**The request**
Rewrite the rows below, replacing "bounding box" with "rectangle" wherever it occurs and leaving everything else unchanged.

**Material provided**
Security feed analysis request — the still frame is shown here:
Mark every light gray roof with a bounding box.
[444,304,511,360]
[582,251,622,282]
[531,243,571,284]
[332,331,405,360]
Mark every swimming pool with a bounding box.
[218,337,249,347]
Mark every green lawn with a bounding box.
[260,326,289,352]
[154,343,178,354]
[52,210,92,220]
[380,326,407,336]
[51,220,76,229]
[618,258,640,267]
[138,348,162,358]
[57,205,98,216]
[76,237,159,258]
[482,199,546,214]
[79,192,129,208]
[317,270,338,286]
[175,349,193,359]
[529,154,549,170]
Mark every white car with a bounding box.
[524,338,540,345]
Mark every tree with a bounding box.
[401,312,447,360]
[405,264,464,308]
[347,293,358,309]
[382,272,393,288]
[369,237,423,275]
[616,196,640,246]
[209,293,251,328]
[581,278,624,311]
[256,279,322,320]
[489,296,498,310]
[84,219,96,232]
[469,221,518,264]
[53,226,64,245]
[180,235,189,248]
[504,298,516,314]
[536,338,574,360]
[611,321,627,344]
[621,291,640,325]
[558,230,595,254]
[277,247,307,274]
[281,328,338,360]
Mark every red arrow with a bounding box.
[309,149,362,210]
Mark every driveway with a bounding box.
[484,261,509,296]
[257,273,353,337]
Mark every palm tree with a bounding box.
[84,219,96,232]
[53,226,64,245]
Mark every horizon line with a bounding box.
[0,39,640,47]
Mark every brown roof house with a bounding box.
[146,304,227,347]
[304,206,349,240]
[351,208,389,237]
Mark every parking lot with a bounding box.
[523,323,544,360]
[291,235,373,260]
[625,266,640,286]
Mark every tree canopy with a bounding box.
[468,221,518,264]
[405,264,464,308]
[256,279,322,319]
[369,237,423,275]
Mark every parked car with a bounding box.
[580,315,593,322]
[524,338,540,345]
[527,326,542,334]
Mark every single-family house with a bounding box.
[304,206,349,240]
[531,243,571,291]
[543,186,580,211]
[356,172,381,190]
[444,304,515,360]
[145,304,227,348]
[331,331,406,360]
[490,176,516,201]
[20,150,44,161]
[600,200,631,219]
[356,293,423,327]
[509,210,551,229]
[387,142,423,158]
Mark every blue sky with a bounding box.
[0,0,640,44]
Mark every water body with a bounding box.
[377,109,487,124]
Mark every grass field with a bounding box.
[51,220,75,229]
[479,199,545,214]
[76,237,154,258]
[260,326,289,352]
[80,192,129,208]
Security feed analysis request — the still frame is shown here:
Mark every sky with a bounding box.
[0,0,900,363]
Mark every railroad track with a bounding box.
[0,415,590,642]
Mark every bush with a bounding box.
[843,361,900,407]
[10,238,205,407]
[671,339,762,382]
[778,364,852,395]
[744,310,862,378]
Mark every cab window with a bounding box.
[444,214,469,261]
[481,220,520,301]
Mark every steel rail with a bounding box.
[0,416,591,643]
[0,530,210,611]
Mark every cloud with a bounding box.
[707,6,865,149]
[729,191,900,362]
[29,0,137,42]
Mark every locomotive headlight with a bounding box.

**In response**
Security feed analysis request — the still frame is shown here:
Mark every light gray roof with a rectangle.
[444,304,511,360]
[582,251,622,282]
[531,243,571,284]
[332,331,405,360]
Mark every swimming pool with a rectangle.
[218,337,249,347]
Mark every green lawn with a rectangle.
[260,326,289,352]
[154,343,178,354]
[52,210,92,220]
[380,326,407,336]
[51,220,76,229]
[618,258,640,267]
[138,348,162,358]
[57,205,98,216]
[76,237,159,258]
[482,199,546,214]
[79,192,129,208]
[317,270,338,286]
[175,349,193,359]
[529,154,549,170]
Mark every white car with a rectangle.
[524,338,540,345]
Mark every tree with a rectangle.
[401,312,447,360]
[405,264,464,308]
[347,293,358,309]
[382,272,393,288]
[369,237,423,275]
[616,196,640,246]
[209,293,251,328]
[581,278,624,311]
[256,279,322,320]
[489,296,498,310]
[84,219,96,232]
[469,221,518,264]
[53,226,64,245]
[180,235,189,248]
[504,298,516,314]
[536,338,574,360]
[611,321,627,344]
[621,291,640,325]
[558,230,595,254]
[277,247,307,274]
[281,328,338,360]
Mark every red arrow with a rectangle.
[309,149,362,210]
Mark every driveway with a rectangle.
[484,261,509,296]
[257,273,353,337]
Mark every palm tree with a rectangle.
[84,219,96,232]
[53,226,64,245]
Mark every horizon line with a rectangle.
[0,39,640,47]
Mark every brown roof house with a rectangle.
[146,304,227,347]
[304,206,349,240]
[351,208,389,237]
Mark every parking lot with a rectangle.
[523,323,544,360]
[291,235,373,260]
[625,266,640,286]
Mark every tree canopy with a rectangle.
[468,221,518,264]
[405,264,464,308]
[256,279,322,319]
[369,237,423,275]
Mark every parked car with a rectangle.
[580,315,593,322]
[524,338,540,345]
[527,326,542,334]
Mark every single-family house with a rectangle.
[304,206,349,240]
[531,243,571,291]
[543,186,580,211]
[356,172,381,190]
[444,304,515,360]
[145,304,227,348]
[331,331,406,360]
[490,176,516,201]
[20,150,44,161]
[600,200,631,219]
[356,293,423,327]
[509,210,551,229]
[387,142,423,158]
Mark every blue sky with a rectangle.
[0,0,640,44]
Mark every water body with a rectangle.
[377,109,487,124]
Mark every grass field with a rectangle.
[51,220,75,229]
[479,199,545,214]
[76,237,154,258]
[260,326,289,352]
[80,192,129,208]
Security feed analysis request — the still frame is shown here:
Mark every sky with a rectangle.
[0,0,900,363]
Mark every railroad track with a rectangle.
[0,415,590,642]
Mark every bush with a rectangle.
[843,361,900,407]
[10,238,205,407]
[671,339,762,382]
[778,364,852,395]
[744,310,862,378]
Mark every cab window with a rectangle.
[444,214,469,261]
[481,220,520,301]
Mark every steel rail with a rectangle.
[0,416,591,643]
[0,530,210,611]
Mark every cloud with a rectangle.
[707,6,865,149]
[729,191,900,362]
[29,0,137,42]
Mark every locomotive headlight with a rectangle.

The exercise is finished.